▶ [Description of the task] Repeat the data precisely as given.

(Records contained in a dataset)
-=-=-=-=-
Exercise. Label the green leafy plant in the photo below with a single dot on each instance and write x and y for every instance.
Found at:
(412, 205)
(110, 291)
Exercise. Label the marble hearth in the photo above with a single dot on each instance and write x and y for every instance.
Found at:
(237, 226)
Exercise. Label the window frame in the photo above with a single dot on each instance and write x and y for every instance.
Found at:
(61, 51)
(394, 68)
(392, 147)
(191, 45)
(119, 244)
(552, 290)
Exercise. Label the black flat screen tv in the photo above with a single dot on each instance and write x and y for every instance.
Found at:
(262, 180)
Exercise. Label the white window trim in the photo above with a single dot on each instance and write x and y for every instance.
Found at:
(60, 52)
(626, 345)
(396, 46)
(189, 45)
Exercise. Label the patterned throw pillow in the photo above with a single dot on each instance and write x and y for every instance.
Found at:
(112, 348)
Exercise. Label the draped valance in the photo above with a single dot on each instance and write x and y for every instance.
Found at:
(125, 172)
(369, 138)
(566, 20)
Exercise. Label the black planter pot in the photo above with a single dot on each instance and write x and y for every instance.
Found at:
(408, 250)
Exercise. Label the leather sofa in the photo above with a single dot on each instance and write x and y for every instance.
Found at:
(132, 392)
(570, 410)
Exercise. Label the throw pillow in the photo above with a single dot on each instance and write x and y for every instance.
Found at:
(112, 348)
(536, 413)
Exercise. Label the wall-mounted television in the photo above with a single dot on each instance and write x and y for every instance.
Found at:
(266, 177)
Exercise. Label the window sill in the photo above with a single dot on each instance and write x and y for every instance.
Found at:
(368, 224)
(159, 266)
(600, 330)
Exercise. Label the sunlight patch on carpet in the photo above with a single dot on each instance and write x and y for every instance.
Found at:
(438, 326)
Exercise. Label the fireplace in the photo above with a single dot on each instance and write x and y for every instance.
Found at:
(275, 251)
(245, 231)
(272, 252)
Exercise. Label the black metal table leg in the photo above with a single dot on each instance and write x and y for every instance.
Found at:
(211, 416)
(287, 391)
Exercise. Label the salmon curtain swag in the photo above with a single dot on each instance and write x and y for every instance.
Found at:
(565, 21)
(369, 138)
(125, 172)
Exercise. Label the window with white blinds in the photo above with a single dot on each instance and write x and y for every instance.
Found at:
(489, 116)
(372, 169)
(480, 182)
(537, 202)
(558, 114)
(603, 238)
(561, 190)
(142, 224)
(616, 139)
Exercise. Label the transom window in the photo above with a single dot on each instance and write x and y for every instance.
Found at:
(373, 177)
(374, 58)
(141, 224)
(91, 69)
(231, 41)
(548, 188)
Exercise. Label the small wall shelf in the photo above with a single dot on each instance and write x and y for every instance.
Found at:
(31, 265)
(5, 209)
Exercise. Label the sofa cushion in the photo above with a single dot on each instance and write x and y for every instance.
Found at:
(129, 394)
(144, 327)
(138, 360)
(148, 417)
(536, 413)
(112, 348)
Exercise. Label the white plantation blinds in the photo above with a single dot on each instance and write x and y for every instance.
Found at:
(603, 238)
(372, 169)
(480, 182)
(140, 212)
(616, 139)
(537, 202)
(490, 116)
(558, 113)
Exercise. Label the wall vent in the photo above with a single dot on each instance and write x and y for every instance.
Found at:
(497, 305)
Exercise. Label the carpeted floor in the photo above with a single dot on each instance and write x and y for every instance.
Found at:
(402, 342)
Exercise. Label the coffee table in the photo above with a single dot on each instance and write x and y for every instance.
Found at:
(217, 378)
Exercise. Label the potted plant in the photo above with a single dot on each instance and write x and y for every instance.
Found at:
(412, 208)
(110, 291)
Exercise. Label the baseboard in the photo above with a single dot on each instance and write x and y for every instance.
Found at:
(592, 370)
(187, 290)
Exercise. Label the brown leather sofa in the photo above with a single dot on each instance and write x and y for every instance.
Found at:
-=-=-=-=-
▶ [Task answer]
Exercise. Label the green leafy plant in the photo below with a single dot on each instance and write x and y for every instance.
Found at:
(412, 205)
(110, 291)
Exercise. Label the marble hearth in the photo above with a single dot on each instance and write x and y for every instance.
Found at:
(237, 226)
Exercise. Label the window frame in the photo above with a single dot on each instance and write x and y for every instance.
Found at:
(61, 51)
(394, 68)
(392, 147)
(191, 45)
(119, 244)
(552, 290)
Exercise. Label the black flat screen tv in the photo above with a single dot on each instance and write x and y for every instance.
Found at:
(262, 180)
Exercise. Label the white window trim in the photo above with a single dot on each instance and write x and y for every instance.
Found at:
(60, 52)
(626, 345)
(396, 46)
(189, 45)
Exercise. Label the patterned throw pillow in the photo above with a single dot on each instance and write x and y for every instance.
Found at:
(112, 348)
Exercise. Label the draped valance in the photo above with a single dot on each instance and write x and y for every instance.
Found at:
(125, 172)
(369, 138)
(566, 20)
Exercise. Label the black planter pot in the photo above with a single dot on each instance and write x and y for every instance.
Found at:
(408, 250)
Exercise. Label the leather sofa in the photo above with a single dot on each instance and write x and y for every instance.
Found at:
(132, 392)
(570, 410)
Exercise. Label the throw pillow in the photo above with a single dot on each instance and write x and y for every instance.
Found at:
(112, 348)
(536, 413)
Exercise. Label the wall-mounted television in the photo above with a single dot on each instance and write x and y for every instance.
Found at:
(266, 177)
Exercise. Label the window sill in the photo above with a single dot on each instance and write x and y for every instance.
Found at:
(368, 224)
(159, 266)
(600, 330)
Exercise. Label the sunlight patch on carpet in the photo above with a single dot on each instance and write x and y for every instance.
Found at:
(438, 326)
Exercise. Label the fireplace in the photo above with a single dot on each instance and write x and y for every instance.
Found at:
(275, 251)
(245, 231)
(272, 252)
Exercise. Label the black metal table leg in the photo above with a single dot on each instance and write x and y for every instance.
Found at:
(211, 416)
(287, 391)
Exercise. Label the salmon curtain swag in the photo above with a single dot on each instance and write x and y for every instance.
Found at:
(565, 21)
(369, 138)
(125, 172)
Exercise. Label the window with white blinds in the photo above with a single dot on each instance and write x and y for every instance.
Found at:
(489, 116)
(372, 169)
(480, 182)
(537, 202)
(558, 114)
(603, 238)
(561, 190)
(142, 224)
(616, 139)
Exercise. Label the transom window in the photo above with a single dot on each instance and write x and y for every instance.
Found at:
(373, 177)
(374, 58)
(141, 224)
(91, 69)
(231, 41)
(548, 188)
Exercise. Label the small wall shelf in the photo above with a single dot on each instance and write x and y for every instance.
Found at:
(31, 265)
(5, 209)
Exercise. Label the sofa cushion in the photo above with a single dot on each instance and write x and y for every instance.
Found at:
(129, 394)
(144, 327)
(138, 360)
(148, 417)
(536, 413)
(112, 348)
Exercise. Label the white plantation blinds in the photo above with a single dot on each instance and write x and y for every instance.
Found at:
(603, 238)
(372, 169)
(480, 182)
(140, 212)
(616, 139)
(537, 202)
(490, 116)
(558, 113)
Exercise. Label the wall vent in the photo above with a single dot on each instance and write x and y for every instance.
Found at:
(497, 305)
Exercise. Label the carpeted floor in the photo above with a single dot on each instance and write x and y for every instance.
Found at:
(402, 342)
Exercise. Label the coffee table in the photo above with a single dot on each instance and write x and y for every instance.
Found at:
(217, 378)
Exercise. Label the potted plant in the photo above with a single dot on each instance and write x and y for every instance.
Found at:
(412, 208)
(110, 291)
Exercise. Label the baseboard in the photo above with a single dot on each instance and write x and y for every instance.
Found at:
(592, 370)
(187, 290)
Exercise. Label the brown leather sofa in the photo above with a single dot on each instance and write x and y for every instance.
Found at:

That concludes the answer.